**Information shown:**
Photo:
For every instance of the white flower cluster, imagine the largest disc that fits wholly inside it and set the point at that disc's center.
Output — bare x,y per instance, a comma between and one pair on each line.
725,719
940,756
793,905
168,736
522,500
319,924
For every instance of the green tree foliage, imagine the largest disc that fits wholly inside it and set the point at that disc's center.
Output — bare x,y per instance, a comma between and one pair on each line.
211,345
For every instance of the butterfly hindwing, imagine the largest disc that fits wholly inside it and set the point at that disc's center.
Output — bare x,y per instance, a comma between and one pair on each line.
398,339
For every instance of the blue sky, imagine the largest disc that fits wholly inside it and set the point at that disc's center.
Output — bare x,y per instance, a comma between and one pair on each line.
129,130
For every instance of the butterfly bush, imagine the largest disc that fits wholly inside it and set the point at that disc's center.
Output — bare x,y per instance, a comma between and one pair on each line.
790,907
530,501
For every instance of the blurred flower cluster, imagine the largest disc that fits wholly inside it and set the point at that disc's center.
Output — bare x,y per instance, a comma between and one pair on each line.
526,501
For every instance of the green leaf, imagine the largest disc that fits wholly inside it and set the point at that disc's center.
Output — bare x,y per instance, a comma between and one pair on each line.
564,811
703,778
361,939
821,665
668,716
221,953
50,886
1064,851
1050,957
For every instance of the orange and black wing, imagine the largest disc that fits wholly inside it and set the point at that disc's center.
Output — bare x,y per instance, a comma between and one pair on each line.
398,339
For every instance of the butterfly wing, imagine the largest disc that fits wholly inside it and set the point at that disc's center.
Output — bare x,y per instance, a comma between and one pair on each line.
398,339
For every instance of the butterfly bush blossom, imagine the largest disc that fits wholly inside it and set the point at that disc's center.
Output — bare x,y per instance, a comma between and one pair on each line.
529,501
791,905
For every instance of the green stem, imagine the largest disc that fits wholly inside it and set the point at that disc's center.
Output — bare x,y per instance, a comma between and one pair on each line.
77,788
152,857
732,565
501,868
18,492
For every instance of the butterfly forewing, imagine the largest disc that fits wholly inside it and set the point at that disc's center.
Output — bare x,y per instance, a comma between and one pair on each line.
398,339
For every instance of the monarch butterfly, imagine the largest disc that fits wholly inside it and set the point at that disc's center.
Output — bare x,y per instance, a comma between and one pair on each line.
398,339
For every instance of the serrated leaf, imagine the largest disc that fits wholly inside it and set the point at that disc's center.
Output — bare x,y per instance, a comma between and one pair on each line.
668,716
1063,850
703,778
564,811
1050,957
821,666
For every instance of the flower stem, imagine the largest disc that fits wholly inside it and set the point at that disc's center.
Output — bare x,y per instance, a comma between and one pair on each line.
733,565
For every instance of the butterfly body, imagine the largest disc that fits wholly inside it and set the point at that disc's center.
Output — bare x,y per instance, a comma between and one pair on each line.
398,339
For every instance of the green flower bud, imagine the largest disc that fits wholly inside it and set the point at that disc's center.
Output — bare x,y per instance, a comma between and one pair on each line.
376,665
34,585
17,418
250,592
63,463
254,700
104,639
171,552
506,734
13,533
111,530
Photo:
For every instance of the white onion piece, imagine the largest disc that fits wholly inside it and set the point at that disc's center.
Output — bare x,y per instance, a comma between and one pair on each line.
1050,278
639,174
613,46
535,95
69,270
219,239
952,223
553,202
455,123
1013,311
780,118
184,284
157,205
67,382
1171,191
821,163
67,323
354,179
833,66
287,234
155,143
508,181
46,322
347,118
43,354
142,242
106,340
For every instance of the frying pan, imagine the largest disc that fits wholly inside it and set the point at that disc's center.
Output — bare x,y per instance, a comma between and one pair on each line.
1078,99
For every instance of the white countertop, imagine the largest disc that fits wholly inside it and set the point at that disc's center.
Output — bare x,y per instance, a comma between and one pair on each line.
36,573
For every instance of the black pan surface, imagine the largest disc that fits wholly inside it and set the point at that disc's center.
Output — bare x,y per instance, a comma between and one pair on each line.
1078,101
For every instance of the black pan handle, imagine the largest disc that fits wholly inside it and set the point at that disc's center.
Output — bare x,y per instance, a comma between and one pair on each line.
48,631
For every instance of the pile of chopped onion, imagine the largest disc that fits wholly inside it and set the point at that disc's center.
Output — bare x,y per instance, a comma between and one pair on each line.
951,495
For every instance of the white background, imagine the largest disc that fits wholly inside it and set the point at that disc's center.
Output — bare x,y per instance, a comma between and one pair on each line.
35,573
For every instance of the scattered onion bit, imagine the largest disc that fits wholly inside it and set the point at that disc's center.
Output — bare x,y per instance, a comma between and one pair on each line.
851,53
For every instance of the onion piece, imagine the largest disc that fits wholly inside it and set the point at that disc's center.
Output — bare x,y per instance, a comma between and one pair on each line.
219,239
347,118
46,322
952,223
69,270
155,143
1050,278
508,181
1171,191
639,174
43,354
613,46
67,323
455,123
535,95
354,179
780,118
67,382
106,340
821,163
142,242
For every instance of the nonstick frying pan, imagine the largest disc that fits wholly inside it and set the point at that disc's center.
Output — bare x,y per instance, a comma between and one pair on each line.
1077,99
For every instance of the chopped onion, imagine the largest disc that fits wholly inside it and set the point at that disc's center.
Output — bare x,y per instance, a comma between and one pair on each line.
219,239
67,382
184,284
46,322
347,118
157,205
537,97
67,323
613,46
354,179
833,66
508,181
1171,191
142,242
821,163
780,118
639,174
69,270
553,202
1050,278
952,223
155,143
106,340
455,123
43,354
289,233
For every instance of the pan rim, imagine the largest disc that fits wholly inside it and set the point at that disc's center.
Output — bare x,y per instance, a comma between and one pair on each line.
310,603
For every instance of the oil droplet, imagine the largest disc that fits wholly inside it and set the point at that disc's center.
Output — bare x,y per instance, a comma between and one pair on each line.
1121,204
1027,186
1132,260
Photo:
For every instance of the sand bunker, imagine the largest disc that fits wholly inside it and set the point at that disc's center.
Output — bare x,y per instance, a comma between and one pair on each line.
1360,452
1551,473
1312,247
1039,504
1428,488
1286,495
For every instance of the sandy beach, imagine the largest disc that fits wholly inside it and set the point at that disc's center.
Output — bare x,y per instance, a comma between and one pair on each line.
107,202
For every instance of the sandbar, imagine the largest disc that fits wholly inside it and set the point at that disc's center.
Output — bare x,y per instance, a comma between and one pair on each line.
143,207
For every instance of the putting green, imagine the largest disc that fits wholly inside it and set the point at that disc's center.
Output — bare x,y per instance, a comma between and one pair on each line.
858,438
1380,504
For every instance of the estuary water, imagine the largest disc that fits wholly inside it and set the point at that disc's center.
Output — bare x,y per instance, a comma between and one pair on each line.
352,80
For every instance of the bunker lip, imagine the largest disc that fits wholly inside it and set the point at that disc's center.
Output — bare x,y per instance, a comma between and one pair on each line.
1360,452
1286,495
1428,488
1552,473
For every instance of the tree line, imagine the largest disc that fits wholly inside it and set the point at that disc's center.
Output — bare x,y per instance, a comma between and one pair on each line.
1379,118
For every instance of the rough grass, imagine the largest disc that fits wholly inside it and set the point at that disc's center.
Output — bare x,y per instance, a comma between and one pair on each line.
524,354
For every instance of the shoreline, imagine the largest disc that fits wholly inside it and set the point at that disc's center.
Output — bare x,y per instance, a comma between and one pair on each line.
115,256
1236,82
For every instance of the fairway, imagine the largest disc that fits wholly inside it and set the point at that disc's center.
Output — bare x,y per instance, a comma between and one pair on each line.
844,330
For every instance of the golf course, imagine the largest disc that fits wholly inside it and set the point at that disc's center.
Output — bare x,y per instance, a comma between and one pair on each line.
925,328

**Requirement:**
Give back all the records exactly as they stand.

**Task result:**
Photo:
For every instance of the white flower cluster, imagine the largest disc that fits wholly inside it and set the point at that disc's center.
Output — bare x,y per instance, a comma between and one pair on each line.
725,719
940,756
793,905
168,736
522,500
319,924
For every instance of the green tree foliage, imagine the largest disc that fits wholly inside it and set the point at that disc's center.
Output — bare x,y per instance, a comma between and one pair on each line.
211,345
For every instance of the butterfly hindwing, imagine the largest disc that fits wholly inside it and set the point at that disc's center.
Output — bare x,y per instance, a comma between and one pair on each line.
398,339
For every instance of the blue sky, imagine the largest disc that fits wholly inside it and set the point at that disc's center.
Output — bare x,y per instance, a comma between and one pair on each line.
129,130
For every instance of the butterfly bush, imagine the largest disc that fits wholly inside it and set the point at that disc's center.
Output — bare x,y per instance, a comma between and one pair on each line.
790,907
530,501
For every instance of the blurred flower cluster, imagine the largest disc that fits wholly inside it and set the point at that disc's center.
Output — bare x,y per instance, a comma between and one pair on each line.
526,501
For every instance of the green leaf, imagine the largest disc that fits wholly inside it and set the point at that disc's center.
Output — bare x,y per instance, a comma between and one pair on each line.
564,811
703,778
361,939
821,665
668,716
221,953
50,886
1064,851
1050,957
For every instance of the orange and black wing, imagine the largest disc that fits wholly inside it and set the point at that disc's center.
Output — bare x,y per instance, a comma between and one pair on each line.
398,339
For every instance of the butterfly wing, imagine the largest disc that fits wholly inside it and set the point at that disc's center.
Output — bare x,y per instance, a comma between and one pair on each line.
398,339
For every instance of the butterfly bush blossom, imagine the largest disc that fits wholly inside it and set the point at that disc's center.
Output — bare x,y per instance, a comma between and one pair on each line.
529,501
791,905
For every instance of the green stem, imagine the largest disc that fits wholly inside it and set the point at that disc's center.
Output — bare x,y per instance, a comma between and one pair on each line.
77,788
152,857
732,565
501,868
18,492
For every instance of the butterfly forewing, imagine the largest disc that fits wholly inside it and set the point at that disc's center.
Output — bare x,y per instance, a comma between and one pair on each line.
398,339
For every instance of the monarch butterfly, imagine the largest disc that fits wholly inside it and set the point at that disc's center.
Output — bare x,y per instance, a comma between and one pair on each line.
398,339
For every instance of the serrated leaf, imagine the largest disc that fits wholly inside it and set the point at that disc's center.
Output — bare x,y per instance, a comma between and one pair on each line.
668,716
1063,850
703,778
564,811
1050,957
821,666
For every instance of the flower stem, imagine the largest disc that fits wholly inside it and set the point at that disc's center.
Output — bare x,y per instance, a comma between and one pair on each line.
733,565
For every instance of the butterfly body, imagine the largest disc that fits wholly inside it and set the point at that disc's center.
Output — bare x,y per instance, a comma between and one pair on each line.
398,339
For every instance of the green flower bud, imagine the largest disc that fits wholly inside it and set the point at that disc's center.
Output — bare x,y per instance, a comma between and one pair on each line.
376,665
34,585
17,418
250,592
63,463
254,700
104,639
171,552
506,734
13,533
111,530
Photo:
For every instance of the white onion piece, imagine the largest disc that fits wholly inside it and set the point at that disc's center.
Output — bare x,y per instance, a comma between and one pair on each line.
1050,278
639,174
613,46
535,95
69,270
219,239
952,223
553,202
455,123
1013,311
780,118
184,284
157,205
67,382
1171,191
821,163
67,323
354,179
833,66
287,234
155,143
508,181
46,322
347,118
43,354
142,242
106,340
For every instance of the frying pan, imagine the largest disc that fits wholly inside it and set the point at that disc's center.
Output — bare x,y per instance, a comma between and one pair on each line.
1078,99
For every instance of the white countertop, imagine the largest disc that fits wholly inside it and set the point at that disc's center.
Output — bare x,y per instance, a comma between and one pair on each line.
36,573
For every instance of the black pan surface, imagine the largest disc that fits wholly inside it and set the point at that disc's center.
Output — bare x,y per instance, a comma between and one pair on each line.
1078,101
For every instance of the black pan handle, imagine the largest disc that fits wholly inside it and set the point at that disc's center.
Output — bare x,y per instance, a comma between and one pair on each line.
48,631
For every instance of the pile of chopped onion, imagine the largest disc that fits wholly inside it and set the point at that disc's center.
Output — bare x,y per instance, a comma between and one pair on each line.
951,495
For every instance of the white background, imagine the largest disc that fits wholly inside it and set the point at that disc's center.
Output — bare x,y per instance, a comma between and one pair on each line.
35,573
For every instance of the scattered onion bit, imagine the largest disc that fits wholly inside it and set the point at that disc's center.
Output — bare x,y per instance, a comma between and one pair on each line.
851,53
For every instance of the onion piece, imagine the largest disc that fits wholly inside it and set the point at that disc's center.
Output — bare x,y per instance, a comma between and one pair on each line.
219,239
347,118
46,322
952,223
69,270
155,143
1050,278
508,181
1171,191
639,174
43,354
613,46
67,323
455,123
535,95
354,179
780,118
67,382
106,340
821,163
142,242
For every instance of the nonstick frying pan, imagine the largest disc that fits wholly inside it and set the point at that disc's center.
Output — bare x,y per instance, a comma between and one pair on each line.
1077,99
For every instance of the chopped onion, imagine the largest disc that fits wholly inside it and set the point at that disc's center.
Output — bare x,y per instance, a comma between and one pair on each line.
219,239
67,382
184,284
46,322
347,118
157,205
537,97
67,323
613,46
354,179
833,66
508,181
1171,191
142,242
821,163
780,118
639,174
69,270
553,202
1050,278
952,223
155,143
106,340
455,123
43,354
289,233
For every instance of the pan rim, imagine the largest disc that fits wholly inside it and set the point at that disc's center.
Output — bare x,y per instance, a comma between and one pair on each line.
310,603
For every instance of the oil droplet, imagine the largest disc that fits wholly inside it and set the point at that disc's center.
Output — bare x,y per instance, a comma between and one pair on each line.
1121,204
1027,186
1132,260
Photo:
For every instance of the sand bunker, imagine the largest disc that fits wholly inside it and set the point at that disc's center.
Output — bare x,y per instance, a comma between and one pair on each line.
1360,452
1551,473
1312,247
1039,504
1428,488
1286,495
For every instance of the sandy beach, imagine the largest disc that fits wholly inside it and set the point at that disc's center.
Output — bare x,y per instance, a comma between and one pair on each line.
107,202
For every instance of the sandbar, imagine the largest disc that fits wholly inside it and set the point at that disc's center.
Output — bare x,y per instance, a comma between and one pair on each line.
143,207
For every instance of the putting green, imagine the largest disc that fits wholly inside it and set the point at that disc's center.
Output — bare x,y per instance, a comma between and one pair on each line.
858,438
1380,504
For every instance of the estuary water, imagine the largest disc that fits wholly inside it and set the point at that disc's center.
Output — bare x,y per instance, a comma between and one pair on each line.
352,80
For every instance of the bunker lip, imagine the largest disc that fits wholly inside it and set the point at that disc's center.
Output — bare x,y per instance, a comma between and one pair on each line.
1360,452
1286,495
1428,488
1552,473
For every instance of the tree line, imagine the largest disc that fits wholly inside it and set the point at that disc's center.
Output — bare x,y per instance, a comma between and one pair on each line.
1379,118
For every instance of the rough grass, imagine the largest disc that fits wholly inside it and set the point at that disc's center.
Output — bare x,y per instance, a comma between and one pair on each line.
524,354
For every instance of the shoreline, imagine the largest disc that fits wholly inside it and set the point at that disc's center.
Output — bare x,y per instance, a comma between and one pair on each line.
115,256
1236,82
For every instance of the fairway, imagine the largest disc that fits wholly inside it and set the point at that disc's center.
Output — bare x,y per instance, a comma between and one pair on each line.
844,330
For every instance of the golf course, imagine the largest disc that fits wholly inside it and set the point at that disc's center.
Output — bare x,y per instance, a comma between and one pair on each line.
925,328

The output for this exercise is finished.